* _Short task 1_
Can you identify every line in the records below that contains the word "concrete" and copy each of those lines?

* _Selected passage_
======

Generation of Cyber-Criminal Proceeds

Since the form and amount of the proceeds often determine how they will be laundered, it is necessary to consider how cyber-criminals generate proceeds. This happens in a variety of ways, including:

  • Taking over a bank customer’s account or interfering with inter-bank payments, typically via Society for Worldwide Interbank Financial Telecommunication (SWIFT) intrusions, which leads to unauthorised electronic transfers of fiat currency (government-issued money such as US dollars or British pounds).
  • Hacking ATMs or attacking banks’ card-processing systems, which generates proceeds in cash. Attacks on card processing involve the deactivation of withdrawal and overdraft limits on cards held by criminals.
  • Ransomware extortion, ‘cryptojacking' or theft of cryptocurrency, which all depend on cryptocurrency, such as bitcoin. The market in ancillary services is also dominated by cryptocurrency due to the perceived anonymity of transactions.

Laundering the Proceeds

Proceeds in Fiat Currency

The proceeds generated in government-issued fiat currency can either be digitally represented – for instance, funds in a bank account – or exist in physical cash. Proceeds from low-value, high-volume attacks that generate digitally represented fiat currency, such as account takeovers, are typically moved through several consumer bank accounts, which either belong to witting or unwitting ‘money mules’, or have been hacked. In contrast, transferring large amounts of funds, such as those that originate from intrusions in inter-bank payments systems, requires corporate bank accounts and therefore involves the establishment of companies. In turn, cash-generating ATM hacking and attacks on card processing rely on a particular type of money mule to launder funds, namely individuals who pick up and transfer the cash.

Depending on the money-laundering scheme used, regulated entities and law enforcement agencies face different detection and investigation challenges. In particular, the use of money-mule accounts and high-velocity transactions by criminals requires financial institutions to identify such accounts and freeze the proceeds before they are withdrawn in cash. As discussed below, this requires a continuous reappraisal of approaches to data analysis and information sharing in relation to cyber indicators.

Proceeds in Cryptocurrency

The criminal provenance of cryptocurrency transfers is obscured through the use of mixers; online gambling outlets that accept cryptocurrency; and, occasionally, rogue virtual currency exchanges. Although businesses that exchange cryptocurrency into fiat currency or vice versa will become regulated across the EU once member states implement the 5th Anti-Money Laundering Directive (5AMLD), member states are not required to extend the same rules to crypto-to-crypto exchanges. Such exchanges are open to abuse because they can convert traceable cryptocurrency such as bitcoin into privacy coins that are at the moment exceedingly difficult to trace (a process known as ‘chain-hopping’). Furthermore, as the use of peer-to-peer (decentralised) exchanges, where users transact directly with each other, increases, so may opportunities for laundering funds through them. Whether such exchanges fall within the scope of 5AMLD is questionable given that they only operate as intermediaries that connect users. Similarly, the use of mixers so far is not addressed in either the EU or the UK.

Key Areas for Further Action

Building the Knowledge Base

Improved understanding of how cyber-criminals launder the proceeds of their crime can produce a clearer intelligence picture of how they operate and, in particular, help identify key nodes of the enabling financial infrastructure. This will assist in focusing law enforcement and regulatory efforts. Additional analysis is needed to better understand:

  • The modus operandi, identity and location of money launderers who provide such services as company incorporation to cyber-criminals.

======

* _Material shown_
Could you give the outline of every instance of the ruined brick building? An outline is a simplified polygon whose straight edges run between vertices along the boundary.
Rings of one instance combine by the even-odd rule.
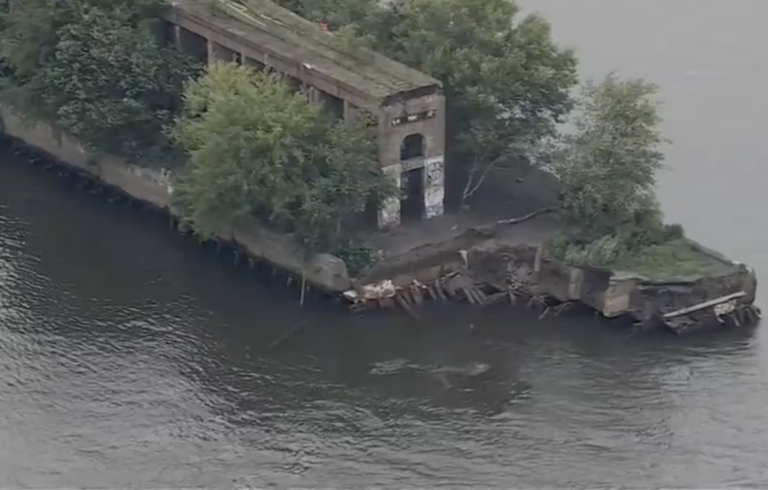
[[[348,46],[270,0],[171,5],[169,34],[185,52],[279,72],[339,118],[373,115],[382,170],[402,191],[378,210],[378,226],[443,213],[445,99],[438,80]]]

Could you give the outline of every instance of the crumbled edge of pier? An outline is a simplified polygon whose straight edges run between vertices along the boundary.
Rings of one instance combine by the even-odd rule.
[[[452,243],[434,245],[435,260],[430,262],[423,251],[412,264],[401,259],[392,277],[353,281],[343,297],[354,311],[401,308],[417,318],[419,306],[428,300],[483,308],[526,305],[541,310],[540,318],[582,305],[605,318],[630,320],[634,332],[666,329],[683,334],[760,321],[754,270],[694,241],[689,241],[692,247],[721,263],[718,273],[651,280],[632,272],[568,266],[548,256],[540,244],[509,244],[496,238],[499,228],[529,218],[470,229]]]

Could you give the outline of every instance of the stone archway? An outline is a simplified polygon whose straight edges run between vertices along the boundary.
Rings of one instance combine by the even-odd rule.
[[[400,160],[423,158],[426,153],[426,138],[421,133],[409,134],[400,143]]]

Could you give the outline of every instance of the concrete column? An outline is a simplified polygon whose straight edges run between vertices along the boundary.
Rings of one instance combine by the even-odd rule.
[[[424,161],[424,209],[427,219],[443,214],[444,198],[445,159],[443,156],[427,158]]]
[[[391,178],[394,181],[396,188],[400,189],[400,180],[402,177],[402,166],[398,163],[384,167],[384,175]],[[394,197],[390,197],[383,203],[378,211],[378,226],[379,228],[391,228],[400,224],[400,195],[399,193]]]

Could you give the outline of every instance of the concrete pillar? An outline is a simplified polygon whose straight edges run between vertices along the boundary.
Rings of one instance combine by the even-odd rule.
[[[445,198],[445,161],[442,156],[424,161],[424,209],[426,217],[443,214]]]
[[[390,197],[381,203],[381,207],[378,211],[378,226],[379,228],[391,228],[400,224],[400,180],[402,177],[402,165],[399,163],[384,167],[384,175],[391,178],[394,181],[398,194],[394,197]]]

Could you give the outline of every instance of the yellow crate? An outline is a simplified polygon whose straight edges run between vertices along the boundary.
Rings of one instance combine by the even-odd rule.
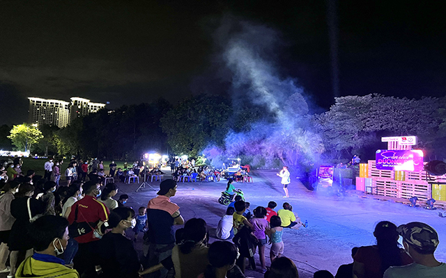
[[[394,174],[395,181],[406,181],[406,172],[404,171],[395,171]]]
[[[360,178],[369,177],[369,164],[360,163]]]
[[[437,201],[446,201],[446,184],[432,183],[432,197]]]

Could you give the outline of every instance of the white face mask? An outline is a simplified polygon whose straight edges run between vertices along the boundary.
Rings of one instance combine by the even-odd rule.
[[[59,244],[61,245],[61,247],[62,247],[62,251],[59,251],[59,249],[57,249],[57,247],[56,247],[56,245],[54,244],[54,242],[56,240],[59,240]],[[53,240],[53,247],[54,247],[54,252],[56,252],[56,255],[59,256],[61,255],[62,254],[63,254],[63,247],[62,246],[62,243],[61,243],[61,240],[59,238],[54,238],[54,240]]]

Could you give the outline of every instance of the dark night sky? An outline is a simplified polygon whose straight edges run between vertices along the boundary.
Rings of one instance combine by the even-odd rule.
[[[445,3],[339,0],[341,95],[444,96]],[[27,97],[115,108],[160,96],[175,101],[202,92],[201,83],[222,93],[213,35],[228,15],[277,30],[279,74],[328,108],[326,10],[317,0],[0,0],[0,124],[26,121]]]

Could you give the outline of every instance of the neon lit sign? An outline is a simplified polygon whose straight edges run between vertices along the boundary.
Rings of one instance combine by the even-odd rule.
[[[424,154],[421,149],[376,151],[376,169],[421,172]]]

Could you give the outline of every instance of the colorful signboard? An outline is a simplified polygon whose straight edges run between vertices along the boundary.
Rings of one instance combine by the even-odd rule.
[[[321,165],[318,174],[318,186],[328,187],[333,185],[334,166]]]
[[[395,171],[421,172],[424,154],[421,149],[378,149],[376,169]]]
[[[417,136],[382,137],[381,142],[398,142],[399,145],[417,145]]]

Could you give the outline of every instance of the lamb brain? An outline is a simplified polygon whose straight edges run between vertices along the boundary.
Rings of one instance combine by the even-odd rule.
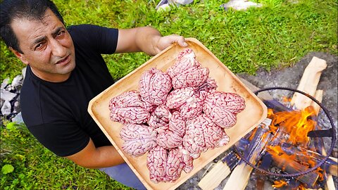
[[[237,122],[236,115],[245,108],[245,101],[234,93],[214,91],[206,96],[204,112],[222,127],[230,128]]]
[[[149,151],[146,156],[146,166],[150,172],[150,180],[154,183],[163,182],[165,177],[168,153],[160,146]]]
[[[124,125],[120,137],[124,141],[122,149],[132,156],[143,155],[156,146],[156,131],[146,125]]]
[[[141,101],[139,94],[136,90],[126,91],[115,96],[109,101],[109,109],[113,107],[144,107],[144,103]]]
[[[169,75],[156,68],[144,72],[139,83],[139,94],[142,100],[154,105],[165,103],[171,87]]]
[[[171,78],[173,78],[192,67],[200,66],[195,58],[195,53],[191,49],[187,49],[180,52],[174,65],[167,70],[167,73]]]
[[[150,113],[145,109],[137,91],[130,91],[114,97],[109,101],[111,120],[123,124],[146,122]]]
[[[181,176],[181,172],[185,167],[182,157],[182,153],[177,148],[169,151],[165,168],[165,182],[174,182]]]
[[[191,153],[201,153],[206,150],[203,128],[206,123],[201,115],[187,121],[185,135],[183,137],[183,146]]]
[[[153,128],[167,125],[169,122],[169,115],[170,111],[165,105],[158,106],[155,110],[151,113],[148,124]]]
[[[183,139],[178,134],[170,130],[160,133],[157,136],[157,144],[165,149],[171,149],[182,145]]]
[[[208,148],[222,146],[228,142],[229,137],[224,130],[205,114],[187,121],[183,146],[191,153],[201,153]]]
[[[185,121],[178,111],[173,113],[169,118],[169,129],[183,137],[185,134]]]
[[[168,95],[166,106],[169,109],[178,108],[192,97],[194,93],[193,88],[174,89]]]
[[[123,124],[142,124],[149,120],[150,113],[141,107],[113,107],[111,110],[110,117],[111,120]]]
[[[201,85],[208,79],[209,69],[201,67],[193,67],[173,77],[174,89],[194,87]]]

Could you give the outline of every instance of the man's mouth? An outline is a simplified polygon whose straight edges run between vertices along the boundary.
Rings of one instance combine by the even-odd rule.
[[[56,63],[55,63],[55,64],[56,65],[65,65],[65,64],[68,63],[70,61],[70,56],[68,55],[65,58],[63,58],[63,59],[58,61],[58,62],[56,62]]]

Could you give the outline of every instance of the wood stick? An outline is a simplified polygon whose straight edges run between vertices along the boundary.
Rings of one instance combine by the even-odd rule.
[[[315,94],[314,98],[320,103],[323,101],[323,90],[317,90],[315,91]],[[313,110],[315,110],[315,115],[318,115],[319,110],[320,110],[320,106],[315,102],[312,101],[311,106],[313,107]]]
[[[266,127],[269,126],[271,122],[271,120],[268,120],[268,119],[264,121],[269,122],[268,124],[265,124]],[[244,152],[244,157],[252,164],[256,164],[264,154],[266,145],[272,136],[273,134],[268,132],[268,129],[258,128],[255,137],[247,148],[248,151]],[[223,189],[244,189],[252,170],[252,167],[246,165],[244,162],[241,162],[232,171]]]
[[[231,173],[239,160],[240,158],[236,155],[236,153],[231,151],[201,179],[198,184],[199,186],[203,190],[216,188]]]
[[[322,101],[323,101],[323,90],[317,90],[315,91],[315,94],[314,97],[318,102],[320,102],[320,103],[322,102]],[[313,109],[315,112],[315,114],[318,115],[319,111],[320,110],[320,106],[317,103],[315,103],[314,101],[311,102],[311,106],[313,107]],[[324,156],[327,156],[325,148],[324,148],[324,146],[323,146],[324,143],[323,142],[323,139],[315,139],[315,140],[317,140],[317,141],[318,141],[318,145],[319,145],[319,144],[320,144],[322,145],[321,146],[321,150],[319,150],[319,152],[321,153]],[[327,160],[325,163],[327,163]],[[324,165],[323,165],[322,167],[325,168],[325,163],[323,164]],[[325,175],[326,175],[325,176],[326,177],[325,177],[326,178],[326,182],[325,182],[325,187],[326,190],[335,190],[336,189],[336,186],[334,186],[334,182],[333,182],[332,175],[334,175],[334,176],[337,177],[337,171],[338,171],[338,168],[337,168],[337,162],[336,162],[335,165],[333,165],[332,167],[330,166],[329,171],[327,171],[327,172],[328,172],[328,174]]]
[[[298,90],[314,96],[320,78],[322,71],[327,67],[326,61],[313,56],[311,61],[305,68],[301,77]],[[303,94],[295,93],[292,99],[291,104],[297,109],[303,109],[309,106],[312,100]]]
[[[259,90],[255,85],[250,83],[249,81],[238,77],[237,77],[252,91]],[[273,99],[273,97],[266,91],[258,93],[257,96],[263,101],[264,104],[269,108],[273,108],[275,111],[291,111],[292,109],[286,107],[278,101]]]
[[[282,143],[281,148],[286,154],[294,156],[294,160],[300,163],[318,163],[325,157],[306,148],[296,147],[287,143]],[[327,172],[337,176],[338,163],[334,158],[327,158],[320,167]]]
[[[289,174],[303,172],[308,169],[308,167],[294,160],[287,159],[284,156],[273,155],[273,163],[275,164],[275,165]],[[304,184],[306,187],[313,187],[317,182],[318,177],[318,174],[310,172],[299,176],[297,177],[297,180]]]

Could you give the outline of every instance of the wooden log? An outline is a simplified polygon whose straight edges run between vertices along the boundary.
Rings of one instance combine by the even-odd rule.
[[[252,91],[259,90],[259,88],[256,87],[255,85],[250,83],[249,81],[238,77],[237,77]],[[275,100],[270,93],[266,91],[261,91],[258,93],[257,96],[263,101],[264,104],[268,108],[274,109],[275,111],[291,111],[292,110],[291,108],[289,108],[284,106],[282,103],[279,102],[278,101]]]
[[[313,96],[317,90],[322,71],[326,67],[326,61],[313,56],[304,70],[297,89]],[[311,106],[311,101],[312,100],[306,96],[295,93],[291,100],[291,104],[296,108],[301,110]]]
[[[273,134],[268,132],[266,127],[270,125],[271,120],[265,119],[264,128],[259,127],[255,133],[255,136],[250,142],[247,151],[244,151],[244,157],[252,164],[261,159],[265,151],[268,142],[270,141]],[[244,189],[248,184],[253,167],[241,162],[236,166],[229,177],[223,189]]]
[[[323,101],[323,90],[315,91],[315,96],[313,96],[318,102],[321,103]],[[315,110],[315,115],[318,115],[319,110],[320,110],[320,106],[315,102],[312,101],[311,104],[313,110]]]
[[[259,168],[267,170],[271,165],[272,160],[272,156],[270,153],[265,153],[265,154],[263,156],[261,163],[259,165]],[[263,190],[264,184],[265,183],[265,181],[268,179],[266,174],[261,172],[260,170],[256,170],[256,175],[257,176],[257,182],[256,185],[256,189]]]
[[[216,188],[231,173],[239,160],[240,158],[236,153],[230,151],[199,181],[199,186],[203,190]]]
[[[308,167],[285,156],[273,154],[273,163],[288,174],[294,174],[308,170]],[[319,177],[319,175],[315,172],[310,172],[299,176],[297,180],[302,182],[306,187],[313,187]]]
[[[282,150],[289,156],[294,156],[295,161],[300,163],[317,164],[322,161],[325,156],[311,151],[301,147],[296,147],[287,143],[281,144]],[[334,176],[337,176],[338,163],[333,157],[329,157],[320,167]]]

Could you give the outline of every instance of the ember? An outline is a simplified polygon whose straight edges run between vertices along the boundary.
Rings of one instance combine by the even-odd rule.
[[[320,105],[323,90],[316,89],[320,72],[325,67],[325,61],[314,57],[309,63],[311,69],[306,69],[297,90],[285,87],[259,90],[249,84],[251,90],[256,91],[256,94],[260,93],[258,97],[269,108],[268,116],[234,146],[240,157],[236,167],[232,166],[234,162],[229,155],[222,158],[220,165],[227,165],[227,170],[232,171],[223,189],[244,189],[249,179],[257,182],[256,189],[263,189],[264,174],[265,177],[273,182],[272,187],[275,189],[318,189],[325,186],[325,189],[336,189],[332,175],[337,176],[337,160],[327,156],[329,149],[325,149],[323,141],[324,138],[331,138],[331,153],[335,132],[332,119]],[[266,91],[273,89],[296,93],[293,96],[287,95],[292,98],[280,96],[276,99]],[[330,129],[323,123],[323,115],[318,115],[320,108],[323,108],[330,120]],[[263,125],[267,125],[268,129]],[[216,187],[230,175],[230,172],[227,172],[225,177],[218,177],[218,163],[199,183],[202,189]],[[257,170],[251,177],[253,168]]]
[[[285,137],[291,144],[298,146],[308,143],[310,139],[307,134],[315,129],[317,123],[311,119],[311,116],[315,115],[312,106],[308,106],[301,111],[284,111],[275,113],[272,109],[269,110],[268,118],[273,120],[270,126],[272,132],[275,132],[279,127],[284,127],[285,133],[288,134],[288,137]]]

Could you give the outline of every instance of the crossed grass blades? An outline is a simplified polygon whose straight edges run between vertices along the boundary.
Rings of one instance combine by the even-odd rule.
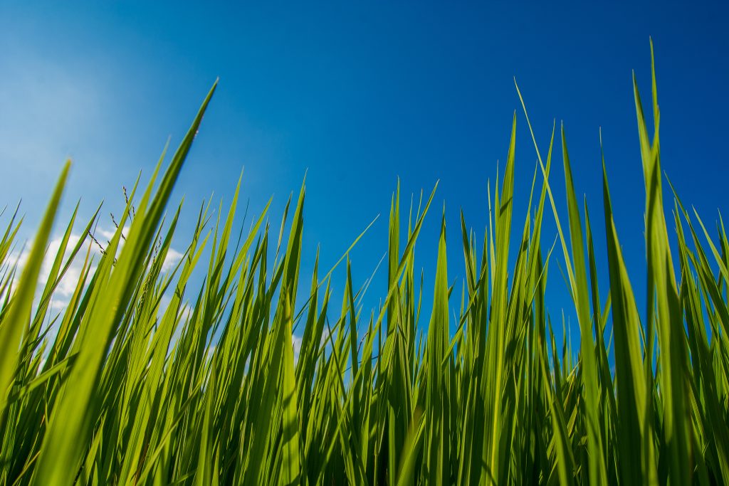
[[[419,337],[416,322],[427,318],[413,255],[432,193],[410,208],[402,241],[394,195],[389,290],[369,315],[343,257],[340,312],[330,302],[331,272],[316,267],[305,305],[295,309],[307,286],[300,275],[303,188],[277,240],[265,211],[236,239],[237,191],[227,216],[221,208],[214,222],[203,205],[183,259],[163,272],[179,214],[178,207],[165,224],[165,208],[214,86],[166,171],[160,159],[144,192],[134,187],[96,262],[88,239],[69,243],[74,212],[39,297],[66,165],[22,269],[12,256],[16,216],[0,240],[0,483],[729,484],[729,240],[721,222],[712,240],[676,197],[668,209],[677,244],[669,248],[655,71],[652,136],[634,87],[646,291],[636,296],[625,269],[604,162],[609,278],[599,287],[564,129],[567,213],[558,214],[548,182],[553,130],[546,153],[534,143],[540,173],[528,207],[536,211],[511,241],[512,131],[503,181],[489,192],[483,246],[460,222],[459,297],[448,284],[443,221],[432,313]],[[545,211],[558,233],[546,251]],[[192,289],[203,250],[204,283]],[[576,352],[558,345],[545,311],[554,258],[564,258],[579,321]],[[77,259],[75,291],[54,312],[50,297]],[[647,299],[644,320],[638,298]],[[294,328],[302,335],[297,358]]]

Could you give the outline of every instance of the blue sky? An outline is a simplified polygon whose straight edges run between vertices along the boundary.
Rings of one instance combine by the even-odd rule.
[[[564,122],[604,274],[601,127],[619,235],[640,296],[644,192],[631,77],[634,69],[647,99],[652,36],[663,169],[705,220],[728,213],[725,3],[238,3],[0,4],[0,205],[22,197],[31,232],[70,157],[66,213],[79,197],[85,215],[101,200],[104,217],[118,211],[121,186],[140,171],[146,180],[219,77],[174,196],[186,197],[180,236],[203,198],[230,200],[243,166],[244,200],[256,213],[274,195],[277,227],[307,173],[303,275],[317,244],[328,267],[381,214],[352,254],[361,283],[386,250],[397,178],[405,200],[440,180],[418,250],[429,295],[443,201],[453,280],[463,275],[459,211],[483,234],[487,181],[493,187],[497,160],[503,167],[515,110],[521,230],[536,157],[515,77],[543,149],[553,121]],[[564,209],[555,162],[552,184]],[[370,288],[373,305],[385,278]],[[549,286],[558,320],[569,305],[553,264]]]

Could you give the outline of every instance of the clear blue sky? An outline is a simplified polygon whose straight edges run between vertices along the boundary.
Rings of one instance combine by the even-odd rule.
[[[503,167],[515,109],[521,230],[536,157],[515,77],[544,149],[553,120],[564,122],[604,273],[602,128],[619,235],[636,294],[644,295],[631,76],[634,69],[647,98],[652,36],[663,168],[705,219],[713,222],[717,209],[729,213],[725,2],[238,3],[0,4],[0,205],[22,197],[30,231],[71,157],[66,213],[79,197],[85,214],[102,199],[104,215],[118,211],[120,186],[140,170],[146,180],[168,136],[176,146],[219,77],[176,195],[187,201],[181,236],[203,198],[230,200],[243,166],[244,200],[255,213],[275,195],[277,228],[308,170],[303,275],[318,243],[327,267],[380,213],[352,255],[361,283],[386,249],[397,177],[405,200],[440,179],[418,251],[429,299],[441,204],[453,279],[463,275],[458,213],[483,234],[486,182],[493,187],[497,160]],[[552,182],[564,208],[555,162]],[[569,306],[551,270],[550,310],[558,321]],[[370,290],[373,304],[385,278]],[[607,282],[601,286],[604,299]]]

======

* _Short task 2_
Could you echo, word for word, the part of the passage on laundering cyber-crime proceeds above that opens with the words containing "Key Areas for" and closes with "incorporation to cyber-criminals."?

* _Expected output 1_
Could you give the outline of every instance of the concrete column? An outline is a simplified polygon whose straight edges run between vertices along the boundary.
Could you give the outline of every instance of the concrete pillar? An outline is a simplified polygon whose straight edges run between vertices along the boundary.

* _Expected output 2_
Key Areas for Further Action

Building the Knowledge Base

Improved understanding of how cyber-criminals launder the proceeds of their crime can produce a clearer intelligence picture of how they operate and, in particular, help identify key nodes of the enabling financial infrastructure. This will assist in focusing law enforcement and regulatory efforts. Additional analysis is needed to better understand:

  • The modus operandi, identity and location of money launderers who provide such services as company incorporation to cyber-criminals.